• _TASK GOAL_:
An exact transcription of all the records below is required, without any images.

[Segmentation mask data]
____

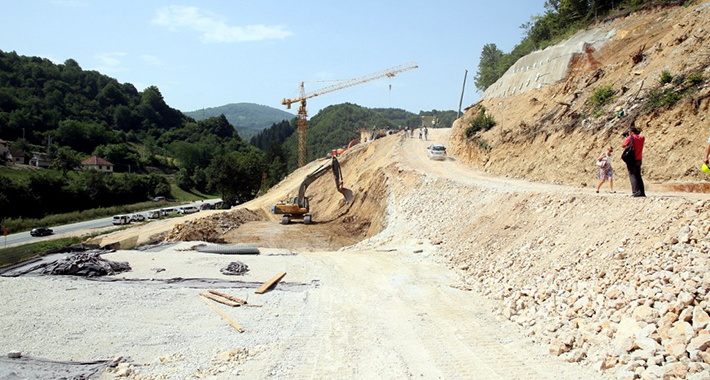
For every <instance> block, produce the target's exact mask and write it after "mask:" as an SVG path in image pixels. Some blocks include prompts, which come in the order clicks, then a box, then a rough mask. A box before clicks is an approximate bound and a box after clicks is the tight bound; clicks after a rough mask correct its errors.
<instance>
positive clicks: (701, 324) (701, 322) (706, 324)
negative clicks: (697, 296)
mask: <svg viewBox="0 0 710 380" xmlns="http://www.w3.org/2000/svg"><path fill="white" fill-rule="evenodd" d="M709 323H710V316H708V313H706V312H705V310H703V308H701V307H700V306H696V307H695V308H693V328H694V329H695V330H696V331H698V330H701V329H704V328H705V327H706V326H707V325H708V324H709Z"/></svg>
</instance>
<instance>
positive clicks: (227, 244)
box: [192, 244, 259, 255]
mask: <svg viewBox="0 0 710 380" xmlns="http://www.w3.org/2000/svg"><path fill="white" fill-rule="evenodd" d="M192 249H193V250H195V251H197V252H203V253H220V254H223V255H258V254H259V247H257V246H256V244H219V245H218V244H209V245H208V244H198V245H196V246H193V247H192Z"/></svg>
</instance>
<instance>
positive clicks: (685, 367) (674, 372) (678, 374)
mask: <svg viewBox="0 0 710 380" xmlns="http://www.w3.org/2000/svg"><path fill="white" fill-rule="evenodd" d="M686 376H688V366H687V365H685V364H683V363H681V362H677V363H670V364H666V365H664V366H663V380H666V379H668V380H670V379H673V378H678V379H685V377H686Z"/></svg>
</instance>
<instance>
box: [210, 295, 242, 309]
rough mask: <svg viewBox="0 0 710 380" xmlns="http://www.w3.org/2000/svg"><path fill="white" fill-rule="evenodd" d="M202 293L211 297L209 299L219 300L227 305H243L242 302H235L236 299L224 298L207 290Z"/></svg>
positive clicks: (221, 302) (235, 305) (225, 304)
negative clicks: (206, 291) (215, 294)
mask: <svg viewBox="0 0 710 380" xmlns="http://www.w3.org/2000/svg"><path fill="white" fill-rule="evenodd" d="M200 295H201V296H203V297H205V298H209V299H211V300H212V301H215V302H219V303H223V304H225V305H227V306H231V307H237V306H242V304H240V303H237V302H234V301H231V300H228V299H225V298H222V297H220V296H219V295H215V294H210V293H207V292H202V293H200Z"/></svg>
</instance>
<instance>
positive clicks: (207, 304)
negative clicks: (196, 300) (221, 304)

____

• _TASK RESULT_:
For every <instance> block, produce the target's exact mask and write it after "mask:" as an SVG path in image pixels. Some blocks include prompts, which come in the order clicks, then a box, then a rough mask. A box before clicks is an approximate bound and a box after clicks is the tight bound; clicks after a rough mask correct its errors.
<instance>
positive clicks: (701, 324) (701, 322) (706, 324)
negative clicks: (697, 296)
mask: <svg viewBox="0 0 710 380" xmlns="http://www.w3.org/2000/svg"><path fill="white" fill-rule="evenodd" d="M709 323H710V316H708V313H706V312H705V310H703V308H701V307H700V306H696V307H695V308H693V328H694V329H695V330H696V331H698V330H701V329H704V328H705V327H706V326H707V325H708V324H709Z"/></svg>
</instance>
<instance>
positive clicks: (227, 244)
box: [192, 244, 259, 255]
mask: <svg viewBox="0 0 710 380" xmlns="http://www.w3.org/2000/svg"><path fill="white" fill-rule="evenodd" d="M192 249H193V250H195V251H197V252H203V253H220V254H223V255H258V254H259V247H257V246H256V244H219V245H218V244H209V245H208V244H198V245H196V246H193V247H192Z"/></svg>
</instance>
<instance>
positive clicks: (685, 367) (674, 372) (678, 374)
mask: <svg viewBox="0 0 710 380" xmlns="http://www.w3.org/2000/svg"><path fill="white" fill-rule="evenodd" d="M686 376H688V366H687V365H685V364H683V363H681V362H677V363H670V364H666V365H664V366H663V380H666V379H668V380H670V379H673V378H678V379H685V377H686Z"/></svg>
</instance>
<instance>
box: [210, 295, 242, 309]
rough mask: <svg viewBox="0 0 710 380" xmlns="http://www.w3.org/2000/svg"><path fill="white" fill-rule="evenodd" d="M202 293L211 297L209 299L219 300L227 305H243L242 302H235L236 299L224 298L207 290Z"/></svg>
positive clicks: (221, 302) (235, 305) (225, 304)
negative clicks: (206, 291) (215, 294)
mask: <svg viewBox="0 0 710 380" xmlns="http://www.w3.org/2000/svg"><path fill="white" fill-rule="evenodd" d="M200 295H201V296H203V297H205V298H209V299H211V300H212V301H215V302H219V303H223V304H225V305H227V306H231V307H237V306H242V304H240V303H237V302H234V301H231V300H228V299H225V298H222V297H220V296H219V295H215V294H210V293H207V292H202V293H200Z"/></svg>
</instance>
<instance>
positive clicks: (207, 304)
negative clicks: (196, 300) (221, 304)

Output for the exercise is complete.